SET TASK ▸
Duplicate the following data line for line, leaving out the pictures.

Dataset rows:
+--
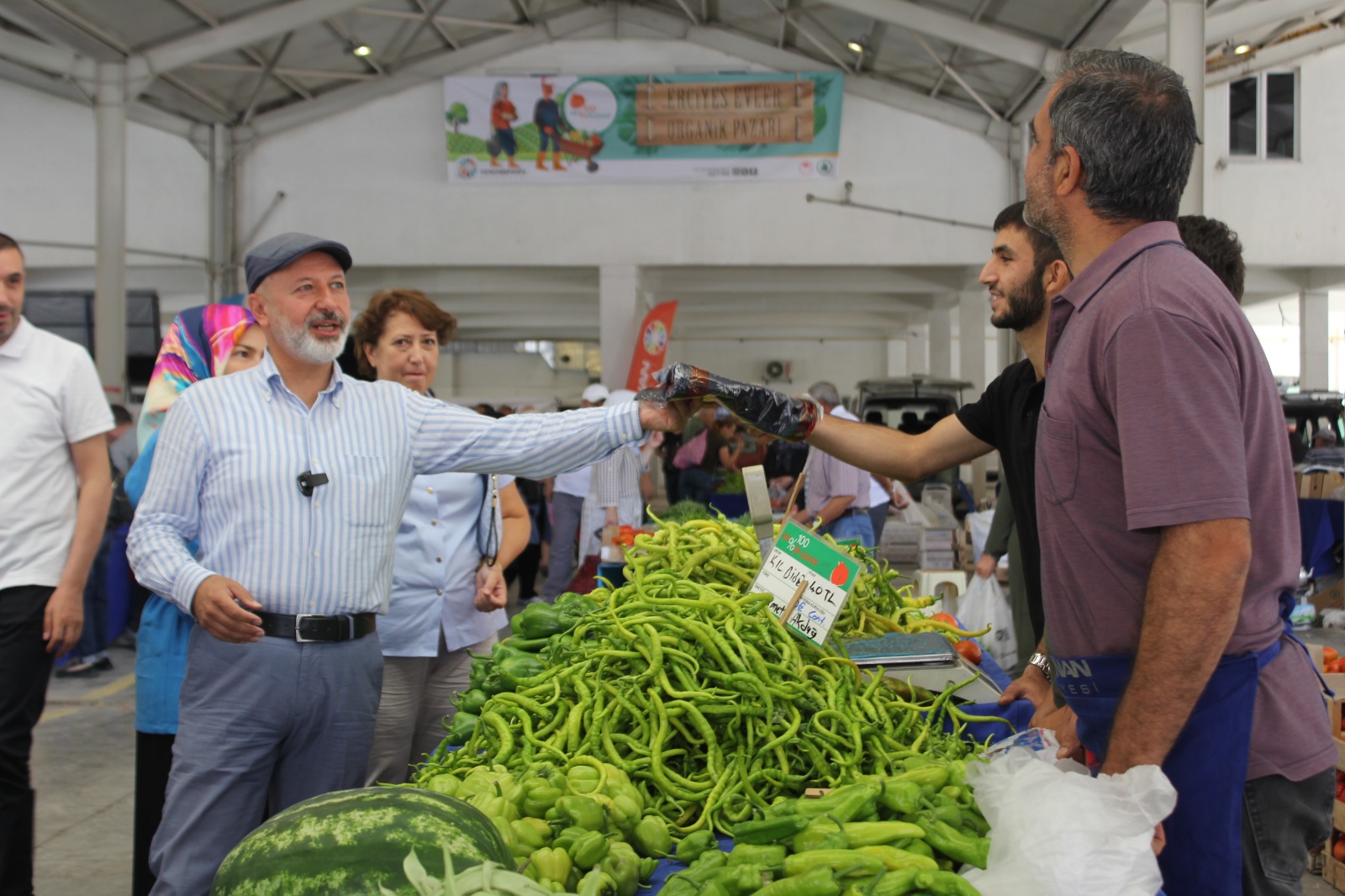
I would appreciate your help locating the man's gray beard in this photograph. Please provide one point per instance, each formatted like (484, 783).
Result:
(304, 346)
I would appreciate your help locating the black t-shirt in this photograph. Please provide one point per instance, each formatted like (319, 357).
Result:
(1005, 416)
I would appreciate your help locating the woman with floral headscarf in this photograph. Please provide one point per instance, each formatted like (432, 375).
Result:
(203, 342)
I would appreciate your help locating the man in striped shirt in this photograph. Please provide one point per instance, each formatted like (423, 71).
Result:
(293, 478)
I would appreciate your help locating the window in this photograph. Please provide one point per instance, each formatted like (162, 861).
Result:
(1263, 116)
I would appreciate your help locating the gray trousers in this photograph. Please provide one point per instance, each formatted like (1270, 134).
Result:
(1282, 821)
(261, 727)
(567, 512)
(417, 701)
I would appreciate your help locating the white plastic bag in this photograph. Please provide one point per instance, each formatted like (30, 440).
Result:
(988, 604)
(1055, 833)
(978, 525)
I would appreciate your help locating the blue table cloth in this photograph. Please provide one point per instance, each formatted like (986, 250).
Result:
(1321, 522)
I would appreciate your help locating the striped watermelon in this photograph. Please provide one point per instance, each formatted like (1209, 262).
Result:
(353, 841)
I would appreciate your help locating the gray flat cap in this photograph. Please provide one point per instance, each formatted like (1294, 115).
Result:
(277, 252)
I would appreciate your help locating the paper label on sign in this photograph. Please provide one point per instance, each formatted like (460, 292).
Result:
(804, 557)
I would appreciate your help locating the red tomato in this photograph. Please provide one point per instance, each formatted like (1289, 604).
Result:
(970, 651)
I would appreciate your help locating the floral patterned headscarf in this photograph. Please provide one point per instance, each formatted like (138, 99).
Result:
(197, 347)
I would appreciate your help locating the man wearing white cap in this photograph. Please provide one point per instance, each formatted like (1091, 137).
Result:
(567, 497)
(293, 478)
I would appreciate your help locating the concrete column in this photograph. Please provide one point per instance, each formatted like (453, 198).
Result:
(1187, 57)
(898, 356)
(620, 309)
(109, 333)
(941, 342)
(222, 272)
(918, 350)
(973, 314)
(1313, 342)
(1006, 350)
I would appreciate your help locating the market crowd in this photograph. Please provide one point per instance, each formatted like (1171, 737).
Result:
(323, 551)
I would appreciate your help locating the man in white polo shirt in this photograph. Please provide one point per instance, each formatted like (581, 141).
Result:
(55, 488)
(567, 497)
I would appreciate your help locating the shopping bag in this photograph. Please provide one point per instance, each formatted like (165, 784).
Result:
(693, 452)
(1058, 833)
(988, 604)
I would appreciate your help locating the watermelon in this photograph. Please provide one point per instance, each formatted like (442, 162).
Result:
(354, 841)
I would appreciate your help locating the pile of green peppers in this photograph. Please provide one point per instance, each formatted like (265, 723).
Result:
(513, 661)
(883, 835)
(575, 829)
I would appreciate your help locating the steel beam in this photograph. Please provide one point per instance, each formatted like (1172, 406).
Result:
(867, 87)
(439, 66)
(957, 30)
(235, 35)
(1187, 57)
(109, 335)
(1281, 54)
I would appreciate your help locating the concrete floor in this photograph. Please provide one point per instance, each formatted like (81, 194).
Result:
(84, 772)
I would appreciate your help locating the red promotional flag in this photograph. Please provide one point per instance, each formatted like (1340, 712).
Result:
(651, 343)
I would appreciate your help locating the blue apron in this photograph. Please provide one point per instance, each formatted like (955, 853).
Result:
(1207, 764)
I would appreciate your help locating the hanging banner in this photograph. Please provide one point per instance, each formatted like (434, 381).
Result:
(651, 343)
(604, 128)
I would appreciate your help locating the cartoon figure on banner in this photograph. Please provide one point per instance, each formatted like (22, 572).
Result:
(504, 114)
(656, 338)
(546, 116)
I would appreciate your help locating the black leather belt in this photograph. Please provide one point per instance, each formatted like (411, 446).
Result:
(309, 627)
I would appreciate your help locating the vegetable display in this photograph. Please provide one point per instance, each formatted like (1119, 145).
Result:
(704, 701)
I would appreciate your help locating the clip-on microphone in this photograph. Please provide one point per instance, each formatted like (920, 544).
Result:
(309, 481)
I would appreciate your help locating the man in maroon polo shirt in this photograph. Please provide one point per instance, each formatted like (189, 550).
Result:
(1165, 497)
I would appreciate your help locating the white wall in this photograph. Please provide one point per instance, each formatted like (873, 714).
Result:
(49, 172)
(1284, 212)
(377, 178)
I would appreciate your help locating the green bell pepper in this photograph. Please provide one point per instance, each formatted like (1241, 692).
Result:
(540, 794)
(444, 783)
(537, 620)
(567, 837)
(531, 833)
(549, 864)
(494, 808)
(623, 865)
(583, 811)
(694, 844)
(589, 849)
(583, 781)
(461, 730)
(651, 837)
(759, 856)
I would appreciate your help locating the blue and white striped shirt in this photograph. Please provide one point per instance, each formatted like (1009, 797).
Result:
(230, 452)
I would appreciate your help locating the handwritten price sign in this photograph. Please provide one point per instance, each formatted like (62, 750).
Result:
(809, 580)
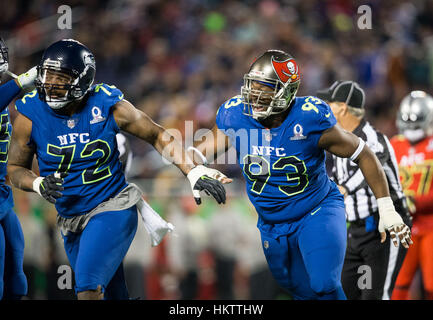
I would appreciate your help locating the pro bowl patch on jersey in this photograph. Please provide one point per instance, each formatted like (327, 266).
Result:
(71, 123)
(297, 133)
(96, 114)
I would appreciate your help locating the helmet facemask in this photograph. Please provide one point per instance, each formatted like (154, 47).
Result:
(415, 116)
(59, 86)
(260, 104)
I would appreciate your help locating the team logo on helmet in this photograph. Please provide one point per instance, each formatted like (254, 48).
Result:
(287, 70)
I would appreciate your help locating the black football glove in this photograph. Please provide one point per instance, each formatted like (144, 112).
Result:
(50, 186)
(206, 179)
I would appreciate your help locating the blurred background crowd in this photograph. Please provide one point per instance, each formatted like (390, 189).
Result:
(178, 61)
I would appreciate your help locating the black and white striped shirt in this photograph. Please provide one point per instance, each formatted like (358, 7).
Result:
(360, 201)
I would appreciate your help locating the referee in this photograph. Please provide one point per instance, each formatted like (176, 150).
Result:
(370, 267)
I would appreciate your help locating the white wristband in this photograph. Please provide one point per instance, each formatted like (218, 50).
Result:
(202, 157)
(358, 150)
(36, 184)
(385, 205)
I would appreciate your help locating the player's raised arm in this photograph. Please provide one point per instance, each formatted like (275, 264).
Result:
(20, 164)
(137, 123)
(347, 145)
(21, 155)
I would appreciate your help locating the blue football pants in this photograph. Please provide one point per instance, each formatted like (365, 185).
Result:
(97, 252)
(308, 261)
(13, 282)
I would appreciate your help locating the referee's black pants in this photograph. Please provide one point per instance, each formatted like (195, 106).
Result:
(370, 267)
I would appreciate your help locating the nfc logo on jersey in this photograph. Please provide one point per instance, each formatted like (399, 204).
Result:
(267, 151)
(97, 115)
(73, 137)
(297, 133)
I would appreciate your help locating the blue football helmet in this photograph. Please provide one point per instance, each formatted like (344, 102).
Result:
(65, 74)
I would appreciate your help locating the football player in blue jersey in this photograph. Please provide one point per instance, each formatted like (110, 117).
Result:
(280, 143)
(71, 126)
(13, 282)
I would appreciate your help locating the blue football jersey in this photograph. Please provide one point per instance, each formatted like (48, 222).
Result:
(6, 200)
(83, 145)
(283, 167)
(8, 92)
+--
ANSWER TO THE TASK ▸
I would appreciate your help locating the man's gray beard in this photograph. Please provide one point per instance, each formatted like (484, 783).
Result:
(304, 346)
I would appreciate your help locating the black t-shirt in this photograph. Please provide one point per instance, each formatted like (319, 357).
Result:
(1005, 416)
I would appreciate your help locating the woman with floral headscarf in this photograph. Please provide one point per instance, each formatted like (432, 375).
Result:
(203, 342)
I would appreciate your help locating the man in striped shirt in this photograph. Please provide one point per instance, each formatted like (423, 71).
Result:
(293, 478)
I would appreciate your help locating the window in this photograph. Please provide one point per instance, each formatted like (162, 861).
Result:
(1263, 116)
I would appreciate your help locating the gray trousers in this photograph. Please provide one point per instance, each formatted like (1270, 134).
Result:
(1282, 821)
(261, 727)
(567, 512)
(417, 701)
I would appreciate your help locating the white plastic bag in this photograph. Please provide one point per instance, each formatted like (30, 440).
Result:
(988, 604)
(1055, 833)
(978, 525)
I would appreciate your help locating the blue table cloth in this photograph. Please provide one point per instance, each formatted like (986, 250).
Result:
(1321, 522)
I would appreciate your help locating the striped watermelon in this photograph. Please provide one point per instance, each formatted like (1209, 262).
Result:
(353, 841)
I would appreciate your help locating the gray flat cap in this photograph. Please provide one point per instance, each formatted like (1294, 115).
Result:
(277, 252)
I would appreciate your help locating the paper label on sign in this photograph. Please provide one point per instance, each formatted like (460, 292).
Result:
(804, 557)
I would appreciate your help locating the red tomato in this photograph. Please provide one point per instance, each formatted like (1289, 604).
Result:
(970, 651)
I would appreciate your help locating the floral patterned headscarf in this photograph. Please provide one point per instance, each formatted like (138, 99).
Result:
(197, 347)
I would appreciate your help locating the man wearing white cap in this photograph. Please provide one point per instance, each formatted like (1091, 137).
Result:
(567, 497)
(293, 478)
I would appreciate your help locating the concrete column in this photograph. Please provide one point per instance, each formatted like (453, 198).
Result:
(1187, 57)
(898, 356)
(620, 309)
(109, 333)
(941, 342)
(222, 272)
(918, 350)
(973, 314)
(1313, 342)
(1006, 350)
I would appreciate your help locating the market crowd in this photograph. Please provide one point per instance, each formatted like (1171, 737).
Result:
(323, 551)
I would appreciate your help locating the man in white polo shirt in this photograph. Please provide one point per instance, each formatted like (581, 141).
Result:
(55, 488)
(567, 497)
I would appreciate your help locating the shopping bag in this photograph. Please provide one point per instance, each formatted like (165, 784).
Result:
(693, 452)
(1058, 833)
(988, 604)
I would appreciate your help locating the watermelon in this photograph. Please provide one point per instance, each formatted like (442, 162).
Result:
(354, 841)
I would appreciate your help locating the pile of green peppers in this photograph. Please provide one point per instance, each formatted like (265, 723).
Result:
(513, 661)
(883, 835)
(575, 829)
I would appreciate your help locating the steel beam in this photograph. Please provide one point per instance, each formatted like (1172, 406).
Result:
(867, 87)
(439, 66)
(957, 30)
(235, 35)
(1187, 57)
(109, 335)
(1281, 54)
I would appreciate your help locating the concrete floor in this photograph. Please provide one point per instance, each formatted like (81, 194).
Result:
(84, 772)
I would appreciate your help locating the red promotional flag in this photograph. Please provide one point per instance, each formatted like (1340, 712).
Result:
(651, 343)
I would appreciate your help locating the blue apron in this photograph. Please provide one point per instance, each formatted like (955, 853).
Result:
(1207, 764)
I would appreciate your help locating the hanging banner in this photograph. Please provide one point per instance, each formatted like (434, 381).
Result:
(651, 343)
(604, 128)
I would appreciate your help locating the cartoon figure on banner in this photograph. Please provide one point per instance, each formatted like (22, 572).
Result:
(504, 114)
(656, 338)
(546, 116)
I would appreciate your help locating the black leather belt in this photograph. Please provide one point per instance, each formatted like (411, 446).
Result:
(309, 627)
I would appreciate your help locating the vegetable display in this photograph. Please provide one point per instance, each formatted like (1119, 145).
Result:
(704, 701)
I would appreciate your help locating the clip-on microphone in this photograph. Please provide one point per instance, each formatted like (920, 544).
Result:
(309, 481)
I would appreciate your help locating the man in maroon polo shirt in this photograph. Please provide one point per instance, each formatted like (189, 550).
Result:
(1165, 497)
I would appreciate your help locating the white wall in this photograph. Please provide one point per instance, each formatted like (873, 714).
Result:
(49, 172)
(1284, 212)
(377, 178)
I would appreciate your help locating the green bell pepper in this photograph. Please provide one point per instance, each formatted like (1241, 692).
Result:
(540, 794)
(444, 783)
(537, 620)
(567, 837)
(531, 833)
(549, 864)
(494, 808)
(623, 865)
(583, 811)
(694, 844)
(589, 849)
(583, 781)
(461, 730)
(651, 837)
(759, 856)
I would appreciate your help locating the blue and white striped shirt in this photograph. Please provide one point per instance, each formatted like (1009, 797).
Result:
(230, 452)
I would appreciate your help locating the handwritten price sign in this photograph. Please provide one point per instance, each formatted like (62, 750).
Result:
(809, 580)
I would appreciate your help locating the pro bowl patch on jersey in this photograph. Please provide one point per instance, each formatted like (327, 266).
Result:
(71, 123)
(297, 133)
(96, 114)
I would appreciate your help locating the helmet facemask in this photograph. Please provide one point per instance, each formatted like (154, 47).
Result:
(415, 116)
(59, 86)
(260, 104)
I would appreciate your help locating the team logo on helmet in this photograph. Please provide one point per instance, each formatted like (254, 48).
Result:
(287, 70)
I would appreciate your help locating the black football glove in this photograph. Please provide one point per instance, each formatted like (144, 112).
Result:
(50, 186)
(206, 179)
I would appreciate your help locating the blurred background crowd in this photograph. Please provide one point per instance, each formatted like (390, 189).
Result:
(178, 61)
I would appreciate your help locating the black and white striped shirt in this photograph. Please provide one point per instance, each formatted like (358, 7).
Result:
(360, 201)
I would appreciate your help locating the referee in this photograph. Please provide one point per instance, each formatted like (176, 150).
Result:
(370, 267)
I would appreciate your help locating the white wristband in this photograph. Please provide one point per instance, each formatted like (218, 50).
Result:
(202, 157)
(358, 150)
(36, 184)
(385, 205)
I would appreciate your help locating the player's raised arm in this photograph. Please provide one point per instance, each formatted like (275, 264).
Result:
(20, 164)
(137, 123)
(347, 145)
(21, 155)
I would appreciate your help locating the blue football pants in this photograph. Please provide one point per instance, each formatted like (365, 185).
Result:
(97, 252)
(308, 261)
(13, 282)
I would appreciate your help locating the referee's black pants in this photograph. Please provide one point per instance, each formatted like (195, 106).
Result:
(370, 267)
I would appreciate your help locating the nfc logo on jersey in this photograph. Please provide one point per instance, each formatted like (399, 204).
Result:
(267, 151)
(97, 115)
(73, 137)
(297, 133)
I would appreciate your help locating the blue football helmet in this photograph. Please provide one point per instance, each formatted like (344, 102).
Result:
(65, 74)
I would appreciate your help locating the football player in blue jersey in this photograph. Please provide one point per instance, each formatted like (110, 117).
Result:
(280, 143)
(71, 126)
(13, 282)
I would appreciate your help locating the blue football jersey in this photograph. Please provide one point per instance, each formatted like (48, 222).
Result:
(6, 200)
(83, 145)
(283, 167)
(8, 92)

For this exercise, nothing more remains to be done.